- _EXCERPTED TEXT_:

December 22, 2009

Fahrenheit 451 by Bradbury/Hamilton (Hill/Wang, 2009)

I've seen a mixed bag of classic novels illustrated in comic book form. The fact that Bradbury lent his voice to the introduction of this graphic novel speaks volumes--especially if you look at his skepticism of Truffaut's film adaptation of the same. Hamilton gives the novel a timeless quality that says this could be in the now, or it could be yet to come. In an age where we step closer to the wall culture (absorbed by the screens and interactive appliances) that Bradbury describes--Fahrenheit 451 is certainly a novel that speaks to our times--a prophecy if you will--and Hamilton translates the novel into images (often times tongue-in-cheek) brilliantly.

The Homecoming by Bradbury/McKean (Collins Design, 2006)

A fan of Bradbury and McKean both I had high expectations for this illustrated novel. Probably too high. In many ways McKeans artwork is similar to that I remember in my boyhood copy of Bradbury's "The Halloween Tree." And with "The Homecoming" it's neither McKean or Bradbury who fail to shine. It's still a great story. And McKeans illustrations are top notch. I think my greater disappointment is with the typography. Unlike standard graphic novel forms--the type is set more like a children's book, and the font style is forced upon the reader. What happens then is a disconnect between story and artwork.

December 21, 2009

Batman: The Killing Joke (Moore/Bolland, DC, 1988)

- _DATA SUPPLIED_:
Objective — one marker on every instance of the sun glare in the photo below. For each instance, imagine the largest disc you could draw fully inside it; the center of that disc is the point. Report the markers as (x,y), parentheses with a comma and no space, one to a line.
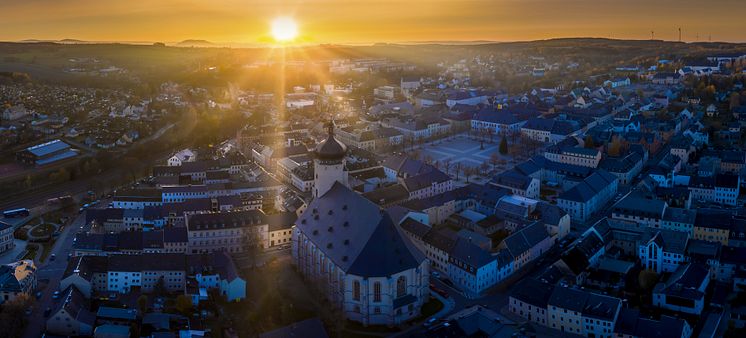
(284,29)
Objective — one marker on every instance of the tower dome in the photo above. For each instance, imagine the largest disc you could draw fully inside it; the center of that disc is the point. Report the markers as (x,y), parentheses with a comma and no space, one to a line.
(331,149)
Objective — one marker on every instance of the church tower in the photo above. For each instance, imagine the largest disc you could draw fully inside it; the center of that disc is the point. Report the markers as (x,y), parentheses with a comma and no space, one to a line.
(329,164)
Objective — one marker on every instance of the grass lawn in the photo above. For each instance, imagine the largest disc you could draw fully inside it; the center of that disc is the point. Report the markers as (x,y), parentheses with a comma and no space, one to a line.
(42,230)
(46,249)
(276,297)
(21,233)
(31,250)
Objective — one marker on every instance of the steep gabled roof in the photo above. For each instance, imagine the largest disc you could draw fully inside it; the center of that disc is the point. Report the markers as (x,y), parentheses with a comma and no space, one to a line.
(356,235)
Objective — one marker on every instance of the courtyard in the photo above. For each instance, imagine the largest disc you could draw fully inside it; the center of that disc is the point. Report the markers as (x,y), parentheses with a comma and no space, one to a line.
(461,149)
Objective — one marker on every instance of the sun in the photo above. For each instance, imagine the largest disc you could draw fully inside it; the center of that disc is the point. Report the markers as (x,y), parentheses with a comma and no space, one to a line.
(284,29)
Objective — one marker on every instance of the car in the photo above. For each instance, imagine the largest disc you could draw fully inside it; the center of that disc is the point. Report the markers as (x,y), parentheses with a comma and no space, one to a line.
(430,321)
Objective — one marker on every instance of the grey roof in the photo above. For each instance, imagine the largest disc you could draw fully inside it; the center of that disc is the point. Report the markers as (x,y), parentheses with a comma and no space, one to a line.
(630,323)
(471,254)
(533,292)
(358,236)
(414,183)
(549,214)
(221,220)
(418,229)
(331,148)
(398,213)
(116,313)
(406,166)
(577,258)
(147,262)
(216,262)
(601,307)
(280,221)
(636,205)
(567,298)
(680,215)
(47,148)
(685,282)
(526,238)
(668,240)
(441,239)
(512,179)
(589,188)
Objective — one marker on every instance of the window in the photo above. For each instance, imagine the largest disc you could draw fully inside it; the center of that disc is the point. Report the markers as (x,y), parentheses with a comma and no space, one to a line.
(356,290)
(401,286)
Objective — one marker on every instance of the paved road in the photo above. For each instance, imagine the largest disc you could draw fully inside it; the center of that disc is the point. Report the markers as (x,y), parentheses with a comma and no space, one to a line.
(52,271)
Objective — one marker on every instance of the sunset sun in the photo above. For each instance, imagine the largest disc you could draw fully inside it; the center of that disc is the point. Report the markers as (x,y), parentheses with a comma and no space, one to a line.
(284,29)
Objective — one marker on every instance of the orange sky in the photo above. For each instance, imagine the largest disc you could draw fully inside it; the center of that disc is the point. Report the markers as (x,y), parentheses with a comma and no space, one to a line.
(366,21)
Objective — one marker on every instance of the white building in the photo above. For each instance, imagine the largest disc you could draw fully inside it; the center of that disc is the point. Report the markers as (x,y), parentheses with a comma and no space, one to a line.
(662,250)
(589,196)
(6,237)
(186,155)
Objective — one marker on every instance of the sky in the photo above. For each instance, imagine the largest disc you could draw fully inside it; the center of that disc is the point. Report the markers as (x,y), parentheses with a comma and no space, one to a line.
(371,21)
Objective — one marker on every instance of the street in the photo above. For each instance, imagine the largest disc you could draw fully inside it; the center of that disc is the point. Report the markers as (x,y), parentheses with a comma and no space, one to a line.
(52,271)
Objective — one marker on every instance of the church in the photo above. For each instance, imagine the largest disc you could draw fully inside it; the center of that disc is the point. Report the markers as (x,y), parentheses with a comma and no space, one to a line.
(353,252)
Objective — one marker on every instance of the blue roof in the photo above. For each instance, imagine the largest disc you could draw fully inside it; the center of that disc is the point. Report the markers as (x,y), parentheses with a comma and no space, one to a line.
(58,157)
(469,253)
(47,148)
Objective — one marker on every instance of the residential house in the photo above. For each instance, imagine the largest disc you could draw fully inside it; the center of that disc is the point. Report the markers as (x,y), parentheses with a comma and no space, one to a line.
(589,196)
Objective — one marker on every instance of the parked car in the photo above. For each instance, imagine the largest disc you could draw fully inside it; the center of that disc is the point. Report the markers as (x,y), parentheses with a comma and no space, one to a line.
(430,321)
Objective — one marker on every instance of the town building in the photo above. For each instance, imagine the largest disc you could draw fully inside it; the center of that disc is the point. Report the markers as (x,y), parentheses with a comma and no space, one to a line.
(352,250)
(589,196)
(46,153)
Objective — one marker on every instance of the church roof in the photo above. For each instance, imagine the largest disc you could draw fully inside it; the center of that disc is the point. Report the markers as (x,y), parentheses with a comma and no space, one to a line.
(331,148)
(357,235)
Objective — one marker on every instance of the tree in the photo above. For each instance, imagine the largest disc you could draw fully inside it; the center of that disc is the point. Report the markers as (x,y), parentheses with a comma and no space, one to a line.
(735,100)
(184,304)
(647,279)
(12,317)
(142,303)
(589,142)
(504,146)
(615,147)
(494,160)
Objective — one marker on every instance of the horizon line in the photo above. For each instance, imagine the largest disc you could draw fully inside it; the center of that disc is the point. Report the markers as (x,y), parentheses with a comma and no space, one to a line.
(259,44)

- _GIVEN INSTRUCTION 1_:
Extract the passage of the graphic novel reviews from "A fan of Bradbury" up to and including "(Moore/Bolland, DC, 1988)".
- _GIVEN INSTRUCTION 2_:
Render this sentence from the graphic novel reviews in Spanish: "Hamilton gives the novel a timeless quality that says this could be in the now, or it could be yet to come."
- _GIVEN INSTRUCTION 3_:
Answer from the graphic novel reviews:
(a) Which publisher issued The Homecoming, and in what year?
(b) Whose film adaptation of Fahrenheit 451 was Bradbury skeptical of?
(c) What is the reviewer's greater disappointment with The Homecoming?
The material has no connection to the graphic novel reviews.

- _COMPLETE OUTPUT 1_:
A fan of Bradbury and McKean both I had high expectations for this illustrated novel. Probably too high. In many ways McKeans artwork is similar to that I remember in my boyhood copy of Bradbury's "The Halloween Tree." And with "The Homecoming" it's neither McKean or Bradbury who fail to shine. It's still a great story. And McKeans illustrations are top notch. I think my greater disappointment is with the typography. Unlike standard graphic novel forms--the type is set more like a children's book, and the font style is forced upon the reader. What happens then is a disconnect between story and artwork.

December 21, 2009

Batman: The Killing Joke (Moore/Bolland, DC, 1988)

- _COMPLETE OUTPUT 2_:
Hamilton le da a la novela una cualidad atemporal que dice que esto podría estar en el presente, o podría estar aún por venir.

- _COMPLETE OUTPUT 3_:
(a) Collins Design, 2006
(b) Truffaut's
(c) The typography